───── EXERCISE INPUTS ─────
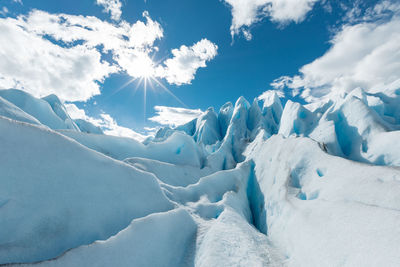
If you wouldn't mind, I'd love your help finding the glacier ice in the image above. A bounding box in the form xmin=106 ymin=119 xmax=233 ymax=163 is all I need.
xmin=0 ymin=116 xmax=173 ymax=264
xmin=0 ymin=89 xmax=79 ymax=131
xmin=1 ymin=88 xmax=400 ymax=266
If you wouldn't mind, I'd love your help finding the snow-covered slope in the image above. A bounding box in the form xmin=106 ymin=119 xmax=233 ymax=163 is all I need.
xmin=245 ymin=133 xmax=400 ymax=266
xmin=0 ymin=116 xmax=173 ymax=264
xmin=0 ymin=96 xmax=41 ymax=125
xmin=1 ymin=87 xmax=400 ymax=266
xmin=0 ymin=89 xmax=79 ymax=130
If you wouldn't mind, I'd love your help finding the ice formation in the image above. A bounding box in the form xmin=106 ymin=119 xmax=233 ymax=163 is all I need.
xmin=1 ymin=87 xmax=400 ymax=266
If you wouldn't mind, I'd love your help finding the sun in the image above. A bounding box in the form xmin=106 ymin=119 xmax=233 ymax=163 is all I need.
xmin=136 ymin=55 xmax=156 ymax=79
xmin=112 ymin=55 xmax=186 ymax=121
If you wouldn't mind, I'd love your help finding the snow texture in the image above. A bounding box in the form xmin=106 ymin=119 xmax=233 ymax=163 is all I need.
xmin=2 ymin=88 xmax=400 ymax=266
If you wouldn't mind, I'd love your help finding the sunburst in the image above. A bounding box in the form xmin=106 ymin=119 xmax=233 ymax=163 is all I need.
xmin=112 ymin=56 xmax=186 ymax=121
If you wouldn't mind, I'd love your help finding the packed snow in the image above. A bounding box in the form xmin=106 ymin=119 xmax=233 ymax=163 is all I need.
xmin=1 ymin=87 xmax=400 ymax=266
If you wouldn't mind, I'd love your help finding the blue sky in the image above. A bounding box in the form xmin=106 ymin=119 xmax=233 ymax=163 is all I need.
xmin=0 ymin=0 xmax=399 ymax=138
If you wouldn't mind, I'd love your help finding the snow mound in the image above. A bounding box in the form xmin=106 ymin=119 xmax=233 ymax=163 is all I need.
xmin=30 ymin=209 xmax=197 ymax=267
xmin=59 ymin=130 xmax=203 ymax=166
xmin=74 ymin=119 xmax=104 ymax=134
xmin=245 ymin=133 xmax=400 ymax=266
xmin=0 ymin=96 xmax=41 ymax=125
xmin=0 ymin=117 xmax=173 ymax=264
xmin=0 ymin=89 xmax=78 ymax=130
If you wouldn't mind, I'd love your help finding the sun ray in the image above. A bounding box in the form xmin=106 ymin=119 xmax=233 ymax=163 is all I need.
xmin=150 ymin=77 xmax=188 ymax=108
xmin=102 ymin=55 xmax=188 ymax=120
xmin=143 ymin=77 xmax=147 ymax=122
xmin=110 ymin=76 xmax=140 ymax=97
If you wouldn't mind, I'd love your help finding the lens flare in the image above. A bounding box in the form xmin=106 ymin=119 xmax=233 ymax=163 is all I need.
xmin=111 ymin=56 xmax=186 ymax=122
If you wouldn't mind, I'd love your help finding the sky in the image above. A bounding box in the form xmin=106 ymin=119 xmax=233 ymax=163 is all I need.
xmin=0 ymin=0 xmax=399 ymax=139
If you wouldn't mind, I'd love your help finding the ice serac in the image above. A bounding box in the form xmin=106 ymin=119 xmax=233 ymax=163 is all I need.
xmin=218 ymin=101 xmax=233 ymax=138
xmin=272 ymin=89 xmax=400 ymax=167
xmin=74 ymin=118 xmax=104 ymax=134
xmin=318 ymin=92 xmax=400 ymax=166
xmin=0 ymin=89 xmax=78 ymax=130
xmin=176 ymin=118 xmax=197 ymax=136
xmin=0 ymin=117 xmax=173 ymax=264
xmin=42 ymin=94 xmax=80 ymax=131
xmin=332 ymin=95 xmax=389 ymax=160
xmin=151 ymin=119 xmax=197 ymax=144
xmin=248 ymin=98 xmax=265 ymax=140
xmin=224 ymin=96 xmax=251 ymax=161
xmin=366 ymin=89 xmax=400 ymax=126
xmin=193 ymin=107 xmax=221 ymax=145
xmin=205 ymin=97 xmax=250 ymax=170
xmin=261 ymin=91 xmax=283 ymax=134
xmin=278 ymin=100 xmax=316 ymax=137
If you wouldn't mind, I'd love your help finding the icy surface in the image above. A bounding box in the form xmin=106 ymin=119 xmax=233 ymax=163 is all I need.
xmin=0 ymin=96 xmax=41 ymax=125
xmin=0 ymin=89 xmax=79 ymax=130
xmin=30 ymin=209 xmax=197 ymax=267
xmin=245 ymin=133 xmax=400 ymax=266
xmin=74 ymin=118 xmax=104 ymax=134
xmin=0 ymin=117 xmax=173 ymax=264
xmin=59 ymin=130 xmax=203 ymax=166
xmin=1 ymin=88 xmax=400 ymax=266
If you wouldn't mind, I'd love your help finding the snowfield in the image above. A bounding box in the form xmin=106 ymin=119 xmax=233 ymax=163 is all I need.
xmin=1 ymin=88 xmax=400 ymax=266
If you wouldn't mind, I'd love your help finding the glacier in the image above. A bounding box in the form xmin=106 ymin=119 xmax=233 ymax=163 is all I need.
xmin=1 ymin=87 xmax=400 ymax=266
─────
WHAT TO PRODUCE
Could you reproduce the data above exactly, without its pictures?

SOLVED PROBLEM
If you wouldn't mind, I'd love your help finding the glacier ice in the image above. A bounding box in the form xmin=106 ymin=119 xmax=233 ymax=163 is all I need.
xmin=0 ymin=116 xmax=173 ymax=264
xmin=0 ymin=89 xmax=79 ymax=131
xmin=1 ymin=88 xmax=400 ymax=266
If you wouldn't mind, I'd love your help finding the snow-covered slope in the image above. A bounding box in the form xmin=106 ymin=119 xmax=233 ymax=163 is all I need.
xmin=245 ymin=133 xmax=400 ymax=266
xmin=0 ymin=116 xmax=173 ymax=264
xmin=0 ymin=96 xmax=41 ymax=125
xmin=1 ymin=87 xmax=400 ymax=266
xmin=0 ymin=89 xmax=79 ymax=130
If you wouldn't mind, I'd love your help finding the ice formation in the image above. A bounding box in the form xmin=106 ymin=119 xmax=233 ymax=163 is all I need.
xmin=1 ymin=87 xmax=400 ymax=266
If you wouldn't mind, I'd love your help finding the sun in the image above. A bounding box in the form xmin=106 ymin=119 xmax=233 ymax=163 is all I need.
xmin=136 ymin=55 xmax=156 ymax=79
xmin=112 ymin=55 xmax=186 ymax=121
If you wouldn't mind, I'd love your help finding the snow texture in the image above. A bounding box in the form xmin=106 ymin=119 xmax=233 ymax=163 is all I need.
xmin=2 ymin=88 xmax=400 ymax=266
If you wouldn't mind, I'd love your help finding the sunburst in the image above. A bounding box in the form xmin=106 ymin=119 xmax=233 ymax=163 is all I need.
xmin=112 ymin=56 xmax=186 ymax=121
If you wouldn't mind, I'd love your help finding the packed snow in the image above. A bounding box in the form xmin=106 ymin=119 xmax=233 ymax=163 is all I need.
xmin=1 ymin=87 xmax=400 ymax=266
If you wouldn't mind, I'd love your help finding the blue sky in the image above. A bounding box in the form xmin=106 ymin=119 xmax=233 ymax=163 is all I need.
xmin=0 ymin=0 xmax=399 ymax=138
If you wouldn't mind, I'd love your help finding the snow mound in the image above. A bounding box in the form xmin=106 ymin=119 xmax=233 ymax=163 is all I need.
xmin=30 ymin=209 xmax=197 ymax=267
xmin=59 ymin=130 xmax=203 ymax=166
xmin=74 ymin=119 xmax=104 ymax=134
xmin=245 ymin=133 xmax=400 ymax=266
xmin=0 ymin=96 xmax=41 ymax=125
xmin=0 ymin=117 xmax=173 ymax=264
xmin=0 ymin=89 xmax=78 ymax=130
If you wouldn't mind, I'd love your help finding the sun ray in the image above. A bounding box in the form xmin=106 ymin=119 xmax=233 ymax=163 is all I need.
xmin=150 ymin=77 xmax=188 ymax=108
xmin=102 ymin=55 xmax=188 ymax=120
xmin=143 ymin=77 xmax=147 ymax=122
xmin=110 ymin=76 xmax=140 ymax=97
If you wouldn't mind, I'd love your help finding the lens flare in the image above. A bounding box in the form xmin=106 ymin=119 xmax=233 ymax=163 is all I need.
xmin=111 ymin=56 xmax=186 ymax=122
If you wouldn't mind, I'd love your help finding the sky in the image above. A bounding box in the form xmin=106 ymin=119 xmax=233 ymax=163 is all I need.
xmin=0 ymin=0 xmax=399 ymax=139
If you wouldn't mind, I'd love your help finding the ice serac in the image above. A bounding box in the form xmin=106 ymin=119 xmax=233 ymax=163 is all I need.
xmin=218 ymin=101 xmax=233 ymax=138
xmin=272 ymin=89 xmax=400 ymax=167
xmin=74 ymin=118 xmax=104 ymax=134
xmin=318 ymin=92 xmax=400 ymax=166
xmin=0 ymin=89 xmax=78 ymax=130
xmin=176 ymin=118 xmax=197 ymax=136
xmin=0 ymin=117 xmax=173 ymax=264
xmin=42 ymin=94 xmax=80 ymax=131
xmin=332 ymin=95 xmax=389 ymax=160
xmin=151 ymin=119 xmax=197 ymax=144
xmin=248 ymin=98 xmax=265 ymax=140
xmin=224 ymin=96 xmax=251 ymax=161
xmin=366 ymin=89 xmax=400 ymax=126
xmin=193 ymin=107 xmax=221 ymax=145
xmin=205 ymin=97 xmax=250 ymax=170
xmin=261 ymin=91 xmax=283 ymax=134
xmin=278 ymin=100 xmax=316 ymax=137
If you wouldn't mind, I'd love your help finding the icy surface in the image above. A bounding box in the form xmin=106 ymin=119 xmax=233 ymax=163 is all I need.
xmin=0 ymin=96 xmax=41 ymax=125
xmin=0 ymin=89 xmax=79 ymax=130
xmin=30 ymin=209 xmax=197 ymax=267
xmin=245 ymin=133 xmax=400 ymax=266
xmin=74 ymin=118 xmax=104 ymax=134
xmin=0 ymin=117 xmax=173 ymax=264
xmin=59 ymin=130 xmax=203 ymax=166
xmin=1 ymin=88 xmax=400 ymax=266
If you wouldn't mind, I'd love your help finding the snowfield in the image above. A bounding box in the form xmin=106 ymin=119 xmax=233 ymax=163 is all I need.
xmin=1 ymin=88 xmax=400 ymax=266
If you wouldn't mind, I'd love your help finding the glacier in the image above. A bounding box in the form xmin=106 ymin=119 xmax=233 ymax=163 is all I need.
xmin=1 ymin=87 xmax=400 ymax=266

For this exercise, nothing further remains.